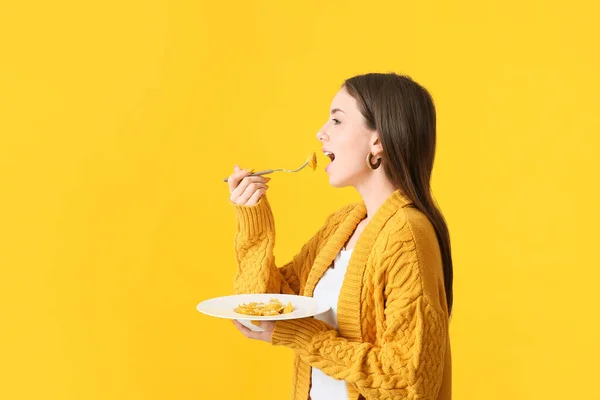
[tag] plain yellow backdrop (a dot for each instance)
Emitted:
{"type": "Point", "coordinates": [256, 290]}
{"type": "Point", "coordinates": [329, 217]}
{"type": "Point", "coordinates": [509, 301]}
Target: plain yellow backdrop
{"type": "Point", "coordinates": [118, 120]}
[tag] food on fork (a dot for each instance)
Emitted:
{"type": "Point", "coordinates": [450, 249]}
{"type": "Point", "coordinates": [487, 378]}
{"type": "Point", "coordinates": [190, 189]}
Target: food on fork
{"type": "Point", "coordinates": [312, 160]}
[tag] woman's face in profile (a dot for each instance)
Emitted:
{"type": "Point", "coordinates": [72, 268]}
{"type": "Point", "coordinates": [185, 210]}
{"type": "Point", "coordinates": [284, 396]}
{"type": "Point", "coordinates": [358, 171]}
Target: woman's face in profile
{"type": "Point", "coordinates": [347, 140]}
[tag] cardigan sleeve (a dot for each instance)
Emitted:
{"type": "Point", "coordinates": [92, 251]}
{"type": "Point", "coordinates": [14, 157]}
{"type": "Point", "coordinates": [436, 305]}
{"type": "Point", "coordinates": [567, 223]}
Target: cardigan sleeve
{"type": "Point", "coordinates": [254, 244]}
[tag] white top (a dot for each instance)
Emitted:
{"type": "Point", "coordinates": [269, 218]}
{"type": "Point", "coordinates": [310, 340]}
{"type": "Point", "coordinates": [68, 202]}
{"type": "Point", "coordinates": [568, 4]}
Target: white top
{"type": "Point", "coordinates": [327, 290]}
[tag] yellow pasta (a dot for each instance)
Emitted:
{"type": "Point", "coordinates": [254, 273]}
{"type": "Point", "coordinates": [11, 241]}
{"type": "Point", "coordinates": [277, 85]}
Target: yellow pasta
{"type": "Point", "coordinates": [273, 307]}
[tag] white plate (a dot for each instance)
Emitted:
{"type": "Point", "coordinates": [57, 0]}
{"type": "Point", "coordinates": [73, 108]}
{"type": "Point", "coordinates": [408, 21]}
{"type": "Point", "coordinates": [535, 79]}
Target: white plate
{"type": "Point", "coordinates": [222, 307]}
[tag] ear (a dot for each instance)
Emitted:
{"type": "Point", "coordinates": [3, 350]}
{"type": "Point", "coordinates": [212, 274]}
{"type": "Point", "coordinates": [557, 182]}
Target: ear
{"type": "Point", "coordinates": [376, 147]}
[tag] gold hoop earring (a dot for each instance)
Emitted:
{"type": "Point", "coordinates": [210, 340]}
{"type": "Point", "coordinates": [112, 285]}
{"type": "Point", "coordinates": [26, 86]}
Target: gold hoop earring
{"type": "Point", "coordinates": [372, 166]}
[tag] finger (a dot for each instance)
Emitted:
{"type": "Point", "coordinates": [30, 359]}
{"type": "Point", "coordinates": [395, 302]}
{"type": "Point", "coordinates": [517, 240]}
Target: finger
{"type": "Point", "coordinates": [251, 191]}
{"type": "Point", "coordinates": [256, 196]}
{"type": "Point", "coordinates": [245, 183]}
{"type": "Point", "coordinates": [234, 180]}
{"type": "Point", "coordinates": [250, 334]}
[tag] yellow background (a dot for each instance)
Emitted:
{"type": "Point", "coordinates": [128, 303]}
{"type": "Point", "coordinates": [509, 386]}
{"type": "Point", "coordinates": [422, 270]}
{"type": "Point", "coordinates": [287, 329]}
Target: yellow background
{"type": "Point", "coordinates": [119, 119]}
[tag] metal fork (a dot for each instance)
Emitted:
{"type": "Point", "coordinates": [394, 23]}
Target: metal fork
{"type": "Point", "coordinates": [270, 171]}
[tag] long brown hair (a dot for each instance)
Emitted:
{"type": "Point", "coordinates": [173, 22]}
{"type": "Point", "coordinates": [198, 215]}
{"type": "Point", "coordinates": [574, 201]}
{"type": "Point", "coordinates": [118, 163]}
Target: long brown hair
{"type": "Point", "coordinates": [403, 113]}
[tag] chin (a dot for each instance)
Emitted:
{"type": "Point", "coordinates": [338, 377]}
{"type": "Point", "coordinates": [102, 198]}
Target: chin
{"type": "Point", "coordinates": [339, 183]}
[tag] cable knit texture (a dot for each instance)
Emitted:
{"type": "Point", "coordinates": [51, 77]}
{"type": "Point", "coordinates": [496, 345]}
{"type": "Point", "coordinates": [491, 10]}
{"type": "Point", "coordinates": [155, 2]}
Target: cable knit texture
{"type": "Point", "coordinates": [392, 340]}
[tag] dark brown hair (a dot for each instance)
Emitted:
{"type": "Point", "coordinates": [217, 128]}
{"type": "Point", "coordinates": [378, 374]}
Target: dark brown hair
{"type": "Point", "coordinates": [403, 113]}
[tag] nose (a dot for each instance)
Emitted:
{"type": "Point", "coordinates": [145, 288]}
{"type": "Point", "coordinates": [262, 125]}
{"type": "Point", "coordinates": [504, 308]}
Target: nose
{"type": "Point", "coordinates": [322, 136]}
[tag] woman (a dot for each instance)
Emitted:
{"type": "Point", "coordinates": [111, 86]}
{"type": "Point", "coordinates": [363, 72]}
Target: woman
{"type": "Point", "coordinates": [383, 264]}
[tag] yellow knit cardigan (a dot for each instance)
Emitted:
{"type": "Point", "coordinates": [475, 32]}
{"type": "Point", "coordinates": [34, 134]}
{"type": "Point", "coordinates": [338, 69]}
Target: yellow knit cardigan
{"type": "Point", "coordinates": [392, 340]}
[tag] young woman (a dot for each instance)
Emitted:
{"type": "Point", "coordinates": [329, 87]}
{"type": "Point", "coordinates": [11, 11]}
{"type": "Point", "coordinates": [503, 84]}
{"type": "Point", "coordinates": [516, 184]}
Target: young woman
{"type": "Point", "coordinates": [384, 264]}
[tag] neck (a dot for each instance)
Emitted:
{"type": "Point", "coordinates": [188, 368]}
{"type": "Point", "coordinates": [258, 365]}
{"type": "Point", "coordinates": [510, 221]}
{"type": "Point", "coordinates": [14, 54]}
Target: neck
{"type": "Point", "coordinates": [374, 192]}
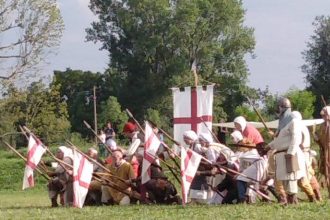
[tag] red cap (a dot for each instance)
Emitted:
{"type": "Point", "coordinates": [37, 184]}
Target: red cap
{"type": "Point", "coordinates": [129, 127]}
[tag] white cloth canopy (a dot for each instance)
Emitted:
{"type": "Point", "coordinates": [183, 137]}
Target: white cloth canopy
{"type": "Point", "coordinates": [270, 124]}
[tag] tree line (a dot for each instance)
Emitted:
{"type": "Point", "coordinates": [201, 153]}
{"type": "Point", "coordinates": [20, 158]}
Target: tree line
{"type": "Point", "coordinates": [153, 45]}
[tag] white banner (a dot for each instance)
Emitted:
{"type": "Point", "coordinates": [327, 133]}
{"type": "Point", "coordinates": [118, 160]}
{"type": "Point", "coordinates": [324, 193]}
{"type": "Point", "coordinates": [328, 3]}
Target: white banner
{"type": "Point", "coordinates": [189, 163]}
{"type": "Point", "coordinates": [82, 176]}
{"type": "Point", "coordinates": [191, 108]}
{"type": "Point", "coordinates": [35, 152]}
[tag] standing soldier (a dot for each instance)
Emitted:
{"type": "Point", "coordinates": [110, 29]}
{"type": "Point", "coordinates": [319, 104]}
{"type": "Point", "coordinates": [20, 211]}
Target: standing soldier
{"type": "Point", "coordinates": [323, 139]}
{"type": "Point", "coordinates": [62, 184]}
{"type": "Point", "coordinates": [286, 147]}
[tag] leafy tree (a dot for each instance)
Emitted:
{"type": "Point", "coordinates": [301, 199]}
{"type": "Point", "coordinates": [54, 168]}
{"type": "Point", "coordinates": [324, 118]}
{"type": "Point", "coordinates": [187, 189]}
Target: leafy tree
{"type": "Point", "coordinates": [76, 87]}
{"type": "Point", "coordinates": [39, 108]}
{"type": "Point", "coordinates": [111, 111]}
{"type": "Point", "coordinates": [317, 61]}
{"type": "Point", "coordinates": [302, 101]}
{"type": "Point", "coordinates": [28, 29]}
{"type": "Point", "coordinates": [153, 44]}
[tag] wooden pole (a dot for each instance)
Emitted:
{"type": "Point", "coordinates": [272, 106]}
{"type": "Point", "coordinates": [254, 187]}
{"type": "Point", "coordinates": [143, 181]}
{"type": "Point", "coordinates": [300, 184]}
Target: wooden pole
{"type": "Point", "coordinates": [23, 158]}
{"type": "Point", "coordinates": [94, 161]}
{"type": "Point", "coordinates": [259, 115]}
{"type": "Point", "coordinates": [138, 124]}
{"type": "Point", "coordinates": [96, 136]}
{"type": "Point", "coordinates": [210, 130]}
{"type": "Point", "coordinates": [95, 113]}
{"type": "Point", "coordinates": [41, 163]}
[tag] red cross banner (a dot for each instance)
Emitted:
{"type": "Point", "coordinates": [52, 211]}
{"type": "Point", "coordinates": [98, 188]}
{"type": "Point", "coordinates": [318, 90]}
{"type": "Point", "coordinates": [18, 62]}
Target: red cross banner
{"type": "Point", "coordinates": [34, 154]}
{"type": "Point", "coordinates": [192, 107]}
{"type": "Point", "coordinates": [82, 176]}
{"type": "Point", "coordinates": [189, 163]}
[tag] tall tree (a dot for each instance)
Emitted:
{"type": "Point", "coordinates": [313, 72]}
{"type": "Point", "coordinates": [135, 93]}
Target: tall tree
{"type": "Point", "coordinates": [317, 61]}
{"type": "Point", "coordinates": [28, 30]}
{"type": "Point", "coordinates": [40, 108]}
{"type": "Point", "coordinates": [77, 87]}
{"type": "Point", "coordinates": [153, 44]}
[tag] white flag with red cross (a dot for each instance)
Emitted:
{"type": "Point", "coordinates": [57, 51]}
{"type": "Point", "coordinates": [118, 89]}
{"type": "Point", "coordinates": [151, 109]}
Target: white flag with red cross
{"type": "Point", "coordinates": [151, 145]}
{"type": "Point", "coordinates": [192, 106]}
{"type": "Point", "coordinates": [189, 163]}
{"type": "Point", "coordinates": [34, 154]}
{"type": "Point", "coordinates": [82, 176]}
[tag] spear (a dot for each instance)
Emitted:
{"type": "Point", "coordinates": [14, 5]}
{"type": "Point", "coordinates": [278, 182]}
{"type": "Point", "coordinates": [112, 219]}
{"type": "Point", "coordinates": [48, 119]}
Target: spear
{"type": "Point", "coordinates": [23, 158]}
{"type": "Point", "coordinates": [98, 137]}
{"type": "Point", "coordinates": [166, 147]}
{"type": "Point", "coordinates": [210, 130]}
{"type": "Point", "coordinates": [323, 101]}
{"type": "Point", "coordinates": [259, 115]}
{"type": "Point", "coordinates": [167, 165]}
{"type": "Point", "coordinates": [42, 163]}
{"type": "Point", "coordinates": [94, 161]}
{"type": "Point", "coordinates": [61, 162]}
{"type": "Point", "coordinates": [251, 146]}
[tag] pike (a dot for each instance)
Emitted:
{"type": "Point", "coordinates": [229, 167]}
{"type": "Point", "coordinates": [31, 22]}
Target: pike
{"type": "Point", "coordinates": [42, 163]}
{"type": "Point", "coordinates": [251, 146]}
{"type": "Point", "coordinates": [93, 160]}
{"type": "Point", "coordinates": [23, 158]}
{"type": "Point", "coordinates": [323, 101]}
{"type": "Point", "coordinates": [167, 165]}
{"type": "Point", "coordinates": [259, 115]}
{"type": "Point", "coordinates": [210, 130]}
{"type": "Point", "coordinates": [131, 194]}
{"type": "Point", "coordinates": [61, 162]}
{"type": "Point", "coordinates": [222, 168]}
{"type": "Point", "coordinates": [215, 190]}
{"type": "Point", "coordinates": [165, 145]}
{"type": "Point", "coordinates": [94, 132]}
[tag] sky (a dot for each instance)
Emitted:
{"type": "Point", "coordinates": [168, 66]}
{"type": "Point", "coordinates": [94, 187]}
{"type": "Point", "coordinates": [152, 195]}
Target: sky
{"type": "Point", "coordinates": [282, 29]}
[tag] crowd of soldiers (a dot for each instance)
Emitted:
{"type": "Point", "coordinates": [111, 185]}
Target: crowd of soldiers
{"type": "Point", "coordinates": [254, 170]}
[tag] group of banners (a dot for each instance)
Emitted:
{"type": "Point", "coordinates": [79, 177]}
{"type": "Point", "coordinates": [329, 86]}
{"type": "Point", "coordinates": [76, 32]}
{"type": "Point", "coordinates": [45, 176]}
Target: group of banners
{"type": "Point", "coordinates": [192, 111]}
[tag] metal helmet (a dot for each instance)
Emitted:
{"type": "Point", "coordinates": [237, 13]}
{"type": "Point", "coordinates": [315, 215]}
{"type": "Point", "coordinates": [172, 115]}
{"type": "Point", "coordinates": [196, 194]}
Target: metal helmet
{"type": "Point", "coordinates": [284, 103]}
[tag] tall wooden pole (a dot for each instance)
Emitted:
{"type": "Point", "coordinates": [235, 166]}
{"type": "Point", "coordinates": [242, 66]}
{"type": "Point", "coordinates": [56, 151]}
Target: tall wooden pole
{"type": "Point", "coordinates": [95, 114]}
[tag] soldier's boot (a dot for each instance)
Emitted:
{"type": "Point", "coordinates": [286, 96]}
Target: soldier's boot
{"type": "Point", "coordinates": [318, 195]}
{"type": "Point", "coordinates": [283, 200]}
{"type": "Point", "coordinates": [54, 202]}
{"type": "Point", "coordinates": [311, 198]}
{"type": "Point", "coordinates": [292, 199]}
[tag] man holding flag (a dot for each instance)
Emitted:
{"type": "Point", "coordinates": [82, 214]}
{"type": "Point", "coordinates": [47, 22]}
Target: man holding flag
{"type": "Point", "coordinates": [35, 152]}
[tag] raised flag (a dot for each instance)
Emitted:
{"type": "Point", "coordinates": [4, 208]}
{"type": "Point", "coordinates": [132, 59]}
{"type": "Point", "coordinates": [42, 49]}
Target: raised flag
{"type": "Point", "coordinates": [189, 163]}
{"type": "Point", "coordinates": [151, 146]}
{"type": "Point", "coordinates": [82, 176]}
{"type": "Point", "coordinates": [192, 106]}
{"type": "Point", "coordinates": [34, 154]}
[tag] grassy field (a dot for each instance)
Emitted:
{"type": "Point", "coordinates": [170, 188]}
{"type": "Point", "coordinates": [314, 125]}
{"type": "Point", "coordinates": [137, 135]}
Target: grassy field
{"type": "Point", "coordinates": [34, 204]}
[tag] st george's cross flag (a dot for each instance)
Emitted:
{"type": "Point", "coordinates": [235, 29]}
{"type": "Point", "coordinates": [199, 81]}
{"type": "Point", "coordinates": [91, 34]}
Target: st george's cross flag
{"type": "Point", "coordinates": [192, 106]}
{"type": "Point", "coordinates": [82, 176]}
{"type": "Point", "coordinates": [34, 154]}
{"type": "Point", "coordinates": [189, 163]}
{"type": "Point", "coordinates": [151, 145]}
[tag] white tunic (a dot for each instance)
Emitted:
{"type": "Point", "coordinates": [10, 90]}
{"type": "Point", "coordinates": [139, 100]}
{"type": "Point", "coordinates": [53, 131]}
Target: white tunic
{"type": "Point", "coordinates": [289, 140]}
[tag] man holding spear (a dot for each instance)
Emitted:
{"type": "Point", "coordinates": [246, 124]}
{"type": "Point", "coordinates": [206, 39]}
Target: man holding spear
{"type": "Point", "coordinates": [62, 181]}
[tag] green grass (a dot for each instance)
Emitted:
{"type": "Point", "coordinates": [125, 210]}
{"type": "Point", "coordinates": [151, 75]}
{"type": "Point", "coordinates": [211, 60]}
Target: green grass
{"type": "Point", "coordinates": [34, 204]}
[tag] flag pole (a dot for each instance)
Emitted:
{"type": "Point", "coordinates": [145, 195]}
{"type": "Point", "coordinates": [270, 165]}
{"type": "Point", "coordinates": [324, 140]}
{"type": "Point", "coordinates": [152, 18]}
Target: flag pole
{"type": "Point", "coordinates": [140, 127]}
{"type": "Point", "coordinates": [42, 163]}
{"type": "Point", "coordinates": [96, 136]}
{"type": "Point", "coordinates": [210, 130]}
{"type": "Point", "coordinates": [72, 146]}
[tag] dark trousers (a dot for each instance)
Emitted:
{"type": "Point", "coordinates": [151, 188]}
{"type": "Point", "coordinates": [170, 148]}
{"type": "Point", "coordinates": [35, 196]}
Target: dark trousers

•••••

**TASK REQUIREMENTS**. Set down only these lines, exactly: the line containing "[tag] green grass (a dot for each instance)" and each line after it, through the end of the listing.

**THE RESPONSE**.
[tag] green grass (a dot for each instance)
Emitted:
{"type": "Point", "coordinates": [125, 210]}
{"type": "Point", "coordinates": [151, 75]}
{"type": "Point", "coordinates": [211, 60]}
Target: green grass
{"type": "Point", "coordinates": [34, 204]}
[tag] flag pole (a dot for each instance)
Emitted:
{"type": "Point", "coordinates": [145, 195]}
{"type": "Point", "coordinates": [270, 165]}
{"type": "Point", "coordinates": [324, 140]}
{"type": "Point", "coordinates": [152, 18]}
Target: flag pole
{"type": "Point", "coordinates": [140, 127]}
{"type": "Point", "coordinates": [42, 163]}
{"type": "Point", "coordinates": [96, 136]}
{"type": "Point", "coordinates": [210, 130]}
{"type": "Point", "coordinates": [72, 146]}
[tag] dark trousers (a dot for each instance)
Emitted:
{"type": "Point", "coordinates": [151, 188]}
{"type": "Point", "coordinates": [170, 148]}
{"type": "Point", "coordinates": [35, 196]}
Target: dark trousers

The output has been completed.